**EXERCISE DETAILS**
Rewrite the listing from the line with "like [[278, 172]]." to the line with "[[245, 140]]", substituting "livestock" for "cattle" and keeping everything else unchanged. Give only those lines.

-- START OF INFORMATION SUPPLIED --

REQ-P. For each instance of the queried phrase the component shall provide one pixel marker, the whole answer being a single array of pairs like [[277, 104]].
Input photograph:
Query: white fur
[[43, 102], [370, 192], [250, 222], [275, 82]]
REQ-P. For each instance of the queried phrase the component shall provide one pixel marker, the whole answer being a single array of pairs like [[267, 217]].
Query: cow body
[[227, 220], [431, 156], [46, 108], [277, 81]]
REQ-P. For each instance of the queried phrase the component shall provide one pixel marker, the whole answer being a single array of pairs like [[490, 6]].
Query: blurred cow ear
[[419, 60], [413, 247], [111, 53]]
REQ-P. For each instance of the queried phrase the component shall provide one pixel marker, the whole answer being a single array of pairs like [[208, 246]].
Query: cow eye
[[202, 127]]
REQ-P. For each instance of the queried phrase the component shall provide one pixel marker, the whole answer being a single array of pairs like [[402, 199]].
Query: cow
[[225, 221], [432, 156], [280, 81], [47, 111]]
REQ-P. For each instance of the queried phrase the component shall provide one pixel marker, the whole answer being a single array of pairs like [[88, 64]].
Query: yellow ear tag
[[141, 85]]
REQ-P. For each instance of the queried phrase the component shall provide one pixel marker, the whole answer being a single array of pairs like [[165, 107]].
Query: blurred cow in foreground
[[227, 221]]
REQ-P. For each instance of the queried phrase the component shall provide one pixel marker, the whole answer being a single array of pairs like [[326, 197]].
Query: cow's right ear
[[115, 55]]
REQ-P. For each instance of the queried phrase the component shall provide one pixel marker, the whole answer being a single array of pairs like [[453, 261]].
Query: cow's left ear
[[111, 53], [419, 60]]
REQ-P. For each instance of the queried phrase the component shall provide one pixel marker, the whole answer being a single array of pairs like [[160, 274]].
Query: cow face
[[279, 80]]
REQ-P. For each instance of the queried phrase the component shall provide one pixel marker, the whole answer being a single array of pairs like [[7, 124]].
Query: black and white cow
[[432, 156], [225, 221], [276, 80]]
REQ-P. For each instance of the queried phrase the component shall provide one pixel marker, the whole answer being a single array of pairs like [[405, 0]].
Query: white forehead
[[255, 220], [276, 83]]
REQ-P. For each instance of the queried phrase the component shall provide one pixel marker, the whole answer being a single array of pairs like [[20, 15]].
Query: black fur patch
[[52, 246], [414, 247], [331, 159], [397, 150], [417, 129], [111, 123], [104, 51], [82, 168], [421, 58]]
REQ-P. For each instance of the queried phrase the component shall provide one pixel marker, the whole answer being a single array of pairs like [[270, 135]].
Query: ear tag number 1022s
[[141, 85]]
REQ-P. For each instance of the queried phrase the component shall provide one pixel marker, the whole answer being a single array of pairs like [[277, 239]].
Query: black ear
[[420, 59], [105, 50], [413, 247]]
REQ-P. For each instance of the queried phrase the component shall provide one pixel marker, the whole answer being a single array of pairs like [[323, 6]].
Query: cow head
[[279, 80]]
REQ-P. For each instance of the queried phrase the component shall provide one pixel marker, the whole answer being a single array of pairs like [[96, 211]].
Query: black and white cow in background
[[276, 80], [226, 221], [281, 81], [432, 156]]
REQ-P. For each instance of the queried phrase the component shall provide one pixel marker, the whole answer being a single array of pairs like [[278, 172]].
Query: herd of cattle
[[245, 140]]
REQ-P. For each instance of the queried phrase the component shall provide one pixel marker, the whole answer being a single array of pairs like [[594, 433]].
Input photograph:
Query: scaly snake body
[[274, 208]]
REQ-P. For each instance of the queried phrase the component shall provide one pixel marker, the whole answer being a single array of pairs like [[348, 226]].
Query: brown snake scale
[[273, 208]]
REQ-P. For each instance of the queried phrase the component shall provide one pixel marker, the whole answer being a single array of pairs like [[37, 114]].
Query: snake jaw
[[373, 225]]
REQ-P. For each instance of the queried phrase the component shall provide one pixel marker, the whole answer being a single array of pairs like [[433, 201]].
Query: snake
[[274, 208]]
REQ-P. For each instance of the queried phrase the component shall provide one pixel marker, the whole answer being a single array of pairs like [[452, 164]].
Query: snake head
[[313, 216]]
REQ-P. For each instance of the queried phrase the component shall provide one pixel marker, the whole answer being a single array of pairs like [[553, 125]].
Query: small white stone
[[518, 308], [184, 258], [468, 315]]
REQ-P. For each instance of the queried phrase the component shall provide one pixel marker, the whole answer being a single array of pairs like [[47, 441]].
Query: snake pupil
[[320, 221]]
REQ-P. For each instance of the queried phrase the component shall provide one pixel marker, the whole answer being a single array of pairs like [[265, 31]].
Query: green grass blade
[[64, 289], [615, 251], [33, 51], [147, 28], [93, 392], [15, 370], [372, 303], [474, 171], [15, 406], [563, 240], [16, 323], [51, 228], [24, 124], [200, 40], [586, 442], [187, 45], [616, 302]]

-- END OF INFORMATION SUPPLIED --

**FULL RESPONSE**
REQ-P. For each instance of the queried phrase the component shall provide one pixel marker, the whole answer being a single array of pairs like [[278, 172]].
Query: herd of livestock
[[245, 140]]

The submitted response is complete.